» Input rows:
+--

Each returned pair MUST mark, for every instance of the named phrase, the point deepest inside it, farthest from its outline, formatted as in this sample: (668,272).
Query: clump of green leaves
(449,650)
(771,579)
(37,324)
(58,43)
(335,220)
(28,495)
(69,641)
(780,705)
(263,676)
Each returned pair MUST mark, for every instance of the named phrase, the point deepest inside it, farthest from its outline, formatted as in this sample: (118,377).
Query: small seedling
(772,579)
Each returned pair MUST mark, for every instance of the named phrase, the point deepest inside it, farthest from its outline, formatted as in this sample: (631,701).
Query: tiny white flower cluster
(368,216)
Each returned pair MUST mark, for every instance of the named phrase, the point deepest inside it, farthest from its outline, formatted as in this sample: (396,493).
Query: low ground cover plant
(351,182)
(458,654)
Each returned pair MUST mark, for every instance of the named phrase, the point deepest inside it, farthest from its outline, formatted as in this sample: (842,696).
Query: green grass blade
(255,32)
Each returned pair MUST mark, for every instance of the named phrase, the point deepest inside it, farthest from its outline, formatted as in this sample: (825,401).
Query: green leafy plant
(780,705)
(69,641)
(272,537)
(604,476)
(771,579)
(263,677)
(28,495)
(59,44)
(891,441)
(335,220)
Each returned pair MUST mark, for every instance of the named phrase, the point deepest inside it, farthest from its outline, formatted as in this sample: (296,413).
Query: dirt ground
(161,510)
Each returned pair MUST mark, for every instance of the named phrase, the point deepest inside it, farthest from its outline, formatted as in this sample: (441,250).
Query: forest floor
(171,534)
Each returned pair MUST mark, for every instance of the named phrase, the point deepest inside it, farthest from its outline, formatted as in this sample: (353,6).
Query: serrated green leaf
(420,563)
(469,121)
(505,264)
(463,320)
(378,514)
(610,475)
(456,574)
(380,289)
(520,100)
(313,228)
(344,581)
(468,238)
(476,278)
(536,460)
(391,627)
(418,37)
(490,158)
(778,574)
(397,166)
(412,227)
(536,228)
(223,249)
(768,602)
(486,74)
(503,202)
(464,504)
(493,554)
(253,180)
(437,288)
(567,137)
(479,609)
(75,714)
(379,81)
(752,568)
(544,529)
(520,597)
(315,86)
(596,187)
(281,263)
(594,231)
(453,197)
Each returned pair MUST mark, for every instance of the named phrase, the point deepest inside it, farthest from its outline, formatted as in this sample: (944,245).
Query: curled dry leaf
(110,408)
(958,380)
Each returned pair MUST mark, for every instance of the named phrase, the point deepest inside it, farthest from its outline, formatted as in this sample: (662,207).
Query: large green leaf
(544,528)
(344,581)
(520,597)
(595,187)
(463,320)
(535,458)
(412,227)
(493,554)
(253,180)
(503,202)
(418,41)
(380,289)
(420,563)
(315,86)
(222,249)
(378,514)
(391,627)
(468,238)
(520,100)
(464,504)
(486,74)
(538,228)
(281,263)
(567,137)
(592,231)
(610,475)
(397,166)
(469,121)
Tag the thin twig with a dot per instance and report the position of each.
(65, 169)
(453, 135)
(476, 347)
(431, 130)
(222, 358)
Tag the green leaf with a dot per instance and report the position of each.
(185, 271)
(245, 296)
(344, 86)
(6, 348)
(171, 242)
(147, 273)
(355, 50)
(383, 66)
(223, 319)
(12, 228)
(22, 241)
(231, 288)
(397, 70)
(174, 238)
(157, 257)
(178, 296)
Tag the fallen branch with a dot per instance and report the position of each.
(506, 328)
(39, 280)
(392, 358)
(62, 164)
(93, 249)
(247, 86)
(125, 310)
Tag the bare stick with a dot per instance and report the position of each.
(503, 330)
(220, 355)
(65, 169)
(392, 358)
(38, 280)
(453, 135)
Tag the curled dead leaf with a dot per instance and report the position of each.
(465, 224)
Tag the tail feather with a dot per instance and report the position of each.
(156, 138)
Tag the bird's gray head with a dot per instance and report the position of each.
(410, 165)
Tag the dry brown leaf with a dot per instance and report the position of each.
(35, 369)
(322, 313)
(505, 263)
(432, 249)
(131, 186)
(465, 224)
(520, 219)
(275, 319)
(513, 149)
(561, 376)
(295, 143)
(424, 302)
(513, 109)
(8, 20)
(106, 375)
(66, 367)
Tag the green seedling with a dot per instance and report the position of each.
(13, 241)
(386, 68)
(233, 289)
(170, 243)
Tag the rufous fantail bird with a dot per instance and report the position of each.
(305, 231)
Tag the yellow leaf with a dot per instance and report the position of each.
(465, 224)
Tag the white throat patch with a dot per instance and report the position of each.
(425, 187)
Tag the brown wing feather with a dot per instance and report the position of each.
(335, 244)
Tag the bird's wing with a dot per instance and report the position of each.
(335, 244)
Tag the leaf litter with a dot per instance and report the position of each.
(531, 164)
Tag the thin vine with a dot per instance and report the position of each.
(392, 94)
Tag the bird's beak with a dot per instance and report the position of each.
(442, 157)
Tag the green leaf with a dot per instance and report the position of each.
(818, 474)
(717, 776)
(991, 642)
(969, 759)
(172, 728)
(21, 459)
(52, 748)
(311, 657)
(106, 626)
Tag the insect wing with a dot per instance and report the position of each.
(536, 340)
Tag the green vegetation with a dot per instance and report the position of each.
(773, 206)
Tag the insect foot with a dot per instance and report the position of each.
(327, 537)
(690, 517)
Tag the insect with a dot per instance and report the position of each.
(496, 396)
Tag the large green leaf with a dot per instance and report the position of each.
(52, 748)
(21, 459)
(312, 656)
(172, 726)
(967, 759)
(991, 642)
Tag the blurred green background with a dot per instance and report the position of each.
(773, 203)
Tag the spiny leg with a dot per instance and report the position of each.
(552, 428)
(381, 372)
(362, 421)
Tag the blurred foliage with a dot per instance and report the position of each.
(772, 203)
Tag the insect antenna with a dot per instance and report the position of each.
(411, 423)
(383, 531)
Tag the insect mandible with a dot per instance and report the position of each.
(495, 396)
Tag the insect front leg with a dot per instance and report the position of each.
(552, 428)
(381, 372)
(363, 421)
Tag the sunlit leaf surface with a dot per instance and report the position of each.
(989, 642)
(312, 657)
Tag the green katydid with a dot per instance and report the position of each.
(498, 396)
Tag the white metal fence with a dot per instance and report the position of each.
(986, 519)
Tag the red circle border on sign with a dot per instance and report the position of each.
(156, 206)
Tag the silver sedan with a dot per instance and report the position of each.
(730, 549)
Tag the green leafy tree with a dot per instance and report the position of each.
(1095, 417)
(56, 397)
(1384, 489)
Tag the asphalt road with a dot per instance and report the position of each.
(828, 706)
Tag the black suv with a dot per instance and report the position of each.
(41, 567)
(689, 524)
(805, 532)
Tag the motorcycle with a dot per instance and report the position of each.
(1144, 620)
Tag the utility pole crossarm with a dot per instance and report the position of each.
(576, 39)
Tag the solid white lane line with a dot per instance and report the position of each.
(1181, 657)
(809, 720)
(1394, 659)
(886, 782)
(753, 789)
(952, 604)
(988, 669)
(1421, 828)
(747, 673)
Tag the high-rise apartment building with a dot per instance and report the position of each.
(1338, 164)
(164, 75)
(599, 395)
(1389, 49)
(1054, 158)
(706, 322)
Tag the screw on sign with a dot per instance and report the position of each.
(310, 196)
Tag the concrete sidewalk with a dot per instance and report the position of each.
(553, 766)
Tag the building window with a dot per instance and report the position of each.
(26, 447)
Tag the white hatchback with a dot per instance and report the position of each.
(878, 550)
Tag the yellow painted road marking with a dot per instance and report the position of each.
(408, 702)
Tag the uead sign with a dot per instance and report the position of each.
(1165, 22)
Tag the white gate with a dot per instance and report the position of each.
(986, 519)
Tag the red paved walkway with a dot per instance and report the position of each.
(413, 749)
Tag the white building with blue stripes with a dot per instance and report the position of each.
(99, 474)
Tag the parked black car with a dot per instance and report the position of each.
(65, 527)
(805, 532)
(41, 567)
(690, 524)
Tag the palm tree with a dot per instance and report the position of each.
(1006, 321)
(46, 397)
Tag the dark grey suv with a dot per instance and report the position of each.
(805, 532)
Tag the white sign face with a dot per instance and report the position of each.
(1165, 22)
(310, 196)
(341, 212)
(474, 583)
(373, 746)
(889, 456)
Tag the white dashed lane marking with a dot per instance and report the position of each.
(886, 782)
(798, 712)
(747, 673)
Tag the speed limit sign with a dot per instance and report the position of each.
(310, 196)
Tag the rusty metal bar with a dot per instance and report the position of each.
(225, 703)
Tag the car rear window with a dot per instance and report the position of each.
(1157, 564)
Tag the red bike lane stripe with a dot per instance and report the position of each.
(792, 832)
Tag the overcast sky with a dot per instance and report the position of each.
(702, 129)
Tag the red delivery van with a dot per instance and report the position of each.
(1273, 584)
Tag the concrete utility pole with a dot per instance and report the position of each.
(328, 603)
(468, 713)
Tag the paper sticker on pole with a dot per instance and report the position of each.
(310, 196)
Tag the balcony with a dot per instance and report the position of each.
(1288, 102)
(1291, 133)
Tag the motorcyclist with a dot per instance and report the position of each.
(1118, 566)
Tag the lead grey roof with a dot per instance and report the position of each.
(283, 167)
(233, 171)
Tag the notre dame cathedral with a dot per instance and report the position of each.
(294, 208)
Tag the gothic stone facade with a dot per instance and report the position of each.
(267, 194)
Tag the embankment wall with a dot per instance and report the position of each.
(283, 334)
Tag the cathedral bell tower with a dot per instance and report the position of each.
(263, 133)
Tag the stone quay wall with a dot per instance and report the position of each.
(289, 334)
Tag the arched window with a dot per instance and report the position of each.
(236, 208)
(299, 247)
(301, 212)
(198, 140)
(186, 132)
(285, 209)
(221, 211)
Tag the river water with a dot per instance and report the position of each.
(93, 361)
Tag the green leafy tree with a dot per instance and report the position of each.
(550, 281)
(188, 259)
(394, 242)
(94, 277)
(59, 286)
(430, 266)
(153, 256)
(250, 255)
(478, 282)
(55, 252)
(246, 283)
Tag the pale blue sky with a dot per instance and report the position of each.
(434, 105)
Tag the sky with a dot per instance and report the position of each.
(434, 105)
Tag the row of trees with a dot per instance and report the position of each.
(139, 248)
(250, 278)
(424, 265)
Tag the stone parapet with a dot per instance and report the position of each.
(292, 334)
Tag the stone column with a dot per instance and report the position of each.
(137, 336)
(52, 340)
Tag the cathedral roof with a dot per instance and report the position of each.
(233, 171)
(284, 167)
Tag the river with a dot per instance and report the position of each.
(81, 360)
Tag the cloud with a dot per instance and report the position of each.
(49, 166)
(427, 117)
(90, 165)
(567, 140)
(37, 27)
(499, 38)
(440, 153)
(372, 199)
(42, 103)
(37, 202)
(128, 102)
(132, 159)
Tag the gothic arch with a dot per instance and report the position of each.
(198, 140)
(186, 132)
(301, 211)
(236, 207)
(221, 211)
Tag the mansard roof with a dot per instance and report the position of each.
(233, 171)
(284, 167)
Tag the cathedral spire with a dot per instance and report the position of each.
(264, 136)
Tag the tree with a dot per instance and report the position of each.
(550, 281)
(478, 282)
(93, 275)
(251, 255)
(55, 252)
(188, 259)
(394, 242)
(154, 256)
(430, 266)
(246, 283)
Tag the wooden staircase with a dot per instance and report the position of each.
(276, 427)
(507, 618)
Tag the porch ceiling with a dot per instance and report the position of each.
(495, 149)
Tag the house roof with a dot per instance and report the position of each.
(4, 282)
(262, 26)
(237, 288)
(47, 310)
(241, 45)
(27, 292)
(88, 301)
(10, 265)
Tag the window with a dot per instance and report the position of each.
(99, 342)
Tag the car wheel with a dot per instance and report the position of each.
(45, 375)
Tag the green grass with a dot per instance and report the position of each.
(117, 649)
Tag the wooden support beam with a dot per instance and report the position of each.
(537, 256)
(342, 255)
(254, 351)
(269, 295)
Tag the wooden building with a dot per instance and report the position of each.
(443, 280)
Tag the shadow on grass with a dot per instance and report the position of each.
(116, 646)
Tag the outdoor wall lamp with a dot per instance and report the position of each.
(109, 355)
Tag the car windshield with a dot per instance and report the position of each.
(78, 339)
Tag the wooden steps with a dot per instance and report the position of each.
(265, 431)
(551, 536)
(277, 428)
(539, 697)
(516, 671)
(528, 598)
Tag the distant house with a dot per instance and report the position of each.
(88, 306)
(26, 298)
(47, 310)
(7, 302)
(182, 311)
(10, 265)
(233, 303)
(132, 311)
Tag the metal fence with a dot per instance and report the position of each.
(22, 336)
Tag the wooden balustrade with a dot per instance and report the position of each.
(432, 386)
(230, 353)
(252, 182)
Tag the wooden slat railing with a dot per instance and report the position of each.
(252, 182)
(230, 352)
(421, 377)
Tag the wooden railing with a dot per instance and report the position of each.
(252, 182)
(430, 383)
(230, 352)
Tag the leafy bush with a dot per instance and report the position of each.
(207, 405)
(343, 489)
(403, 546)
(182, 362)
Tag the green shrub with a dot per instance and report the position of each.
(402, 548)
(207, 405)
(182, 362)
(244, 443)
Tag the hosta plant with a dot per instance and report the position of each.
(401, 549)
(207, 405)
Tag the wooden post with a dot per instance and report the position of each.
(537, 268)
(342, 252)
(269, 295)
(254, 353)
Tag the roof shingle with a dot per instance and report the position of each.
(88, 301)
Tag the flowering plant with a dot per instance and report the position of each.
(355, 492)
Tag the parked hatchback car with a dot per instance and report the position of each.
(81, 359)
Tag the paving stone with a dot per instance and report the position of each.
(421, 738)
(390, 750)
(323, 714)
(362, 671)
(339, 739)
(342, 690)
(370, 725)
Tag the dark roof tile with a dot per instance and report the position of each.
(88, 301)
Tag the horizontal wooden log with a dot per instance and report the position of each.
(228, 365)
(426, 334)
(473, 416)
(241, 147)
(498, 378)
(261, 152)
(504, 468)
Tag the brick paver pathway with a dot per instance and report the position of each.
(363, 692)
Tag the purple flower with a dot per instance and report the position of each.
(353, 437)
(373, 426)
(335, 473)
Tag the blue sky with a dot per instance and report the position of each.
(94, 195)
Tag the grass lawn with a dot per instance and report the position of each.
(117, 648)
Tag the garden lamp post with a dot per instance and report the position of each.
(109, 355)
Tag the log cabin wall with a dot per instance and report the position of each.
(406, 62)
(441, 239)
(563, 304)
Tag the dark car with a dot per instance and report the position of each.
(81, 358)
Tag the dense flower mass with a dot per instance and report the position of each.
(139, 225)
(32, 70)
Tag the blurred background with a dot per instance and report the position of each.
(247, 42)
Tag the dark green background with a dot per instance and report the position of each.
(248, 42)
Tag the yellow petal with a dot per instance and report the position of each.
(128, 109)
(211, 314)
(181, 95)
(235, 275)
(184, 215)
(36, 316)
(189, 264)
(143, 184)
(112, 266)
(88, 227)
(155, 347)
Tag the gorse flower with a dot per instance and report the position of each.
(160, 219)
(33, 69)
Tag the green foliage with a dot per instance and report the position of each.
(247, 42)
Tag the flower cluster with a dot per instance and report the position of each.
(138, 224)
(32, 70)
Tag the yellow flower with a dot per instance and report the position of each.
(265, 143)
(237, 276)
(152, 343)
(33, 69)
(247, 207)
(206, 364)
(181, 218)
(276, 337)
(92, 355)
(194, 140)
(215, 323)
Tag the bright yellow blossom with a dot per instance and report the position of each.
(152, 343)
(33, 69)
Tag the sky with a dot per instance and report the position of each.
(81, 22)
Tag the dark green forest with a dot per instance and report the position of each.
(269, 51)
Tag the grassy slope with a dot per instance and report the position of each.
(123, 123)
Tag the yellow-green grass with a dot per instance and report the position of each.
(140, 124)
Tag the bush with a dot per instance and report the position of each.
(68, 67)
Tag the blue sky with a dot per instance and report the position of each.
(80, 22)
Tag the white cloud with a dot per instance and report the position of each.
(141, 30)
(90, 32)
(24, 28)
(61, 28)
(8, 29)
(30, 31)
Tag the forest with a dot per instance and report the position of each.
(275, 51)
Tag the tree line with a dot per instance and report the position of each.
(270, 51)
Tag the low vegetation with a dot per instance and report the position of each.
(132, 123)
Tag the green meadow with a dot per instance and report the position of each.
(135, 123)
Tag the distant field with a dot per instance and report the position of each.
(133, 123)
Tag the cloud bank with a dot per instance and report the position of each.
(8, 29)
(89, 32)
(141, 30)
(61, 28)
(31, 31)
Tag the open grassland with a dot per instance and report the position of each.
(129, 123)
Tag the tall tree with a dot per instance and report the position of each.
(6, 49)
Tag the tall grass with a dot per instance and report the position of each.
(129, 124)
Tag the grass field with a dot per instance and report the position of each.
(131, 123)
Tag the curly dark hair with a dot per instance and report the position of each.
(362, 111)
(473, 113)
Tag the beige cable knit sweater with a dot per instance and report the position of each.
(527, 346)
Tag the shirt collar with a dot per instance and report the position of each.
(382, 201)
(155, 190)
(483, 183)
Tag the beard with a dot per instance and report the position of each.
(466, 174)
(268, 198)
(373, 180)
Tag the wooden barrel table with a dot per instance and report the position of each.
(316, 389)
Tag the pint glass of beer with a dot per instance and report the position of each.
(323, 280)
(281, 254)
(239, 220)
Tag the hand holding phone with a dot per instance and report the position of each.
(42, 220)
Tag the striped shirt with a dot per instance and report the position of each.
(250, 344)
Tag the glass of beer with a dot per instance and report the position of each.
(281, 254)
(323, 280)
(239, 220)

+--

» Written task: Quote the lines of the listing above that run from the line with "Tag the shirt" through its last line, both included, and nothing else.

» Complete response:
Tag the shirt collar with a dot per instance and report the position of each.
(382, 201)
(155, 190)
(483, 183)
Tag the beard with a dot per instance and report the position of each.
(466, 174)
(268, 198)
(373, 180)
Tag the wooden barrel table with a dot per instance and report the position of each.
(316, 389)
Tag the pint glass of beer with a dot per instance and report the position of each.
(323, 280)
(281, 254)
(239, 220)
Tag the hand holding phone with a dot per instance and report the position of each.
(42, 220)
Tag the striped shirt with a dot per instance and report the position of each.
(250, 344)
Tag the glass of beer with a dot per instance and report the position of each.
(281, 254)
(323, 280)
(239, 220)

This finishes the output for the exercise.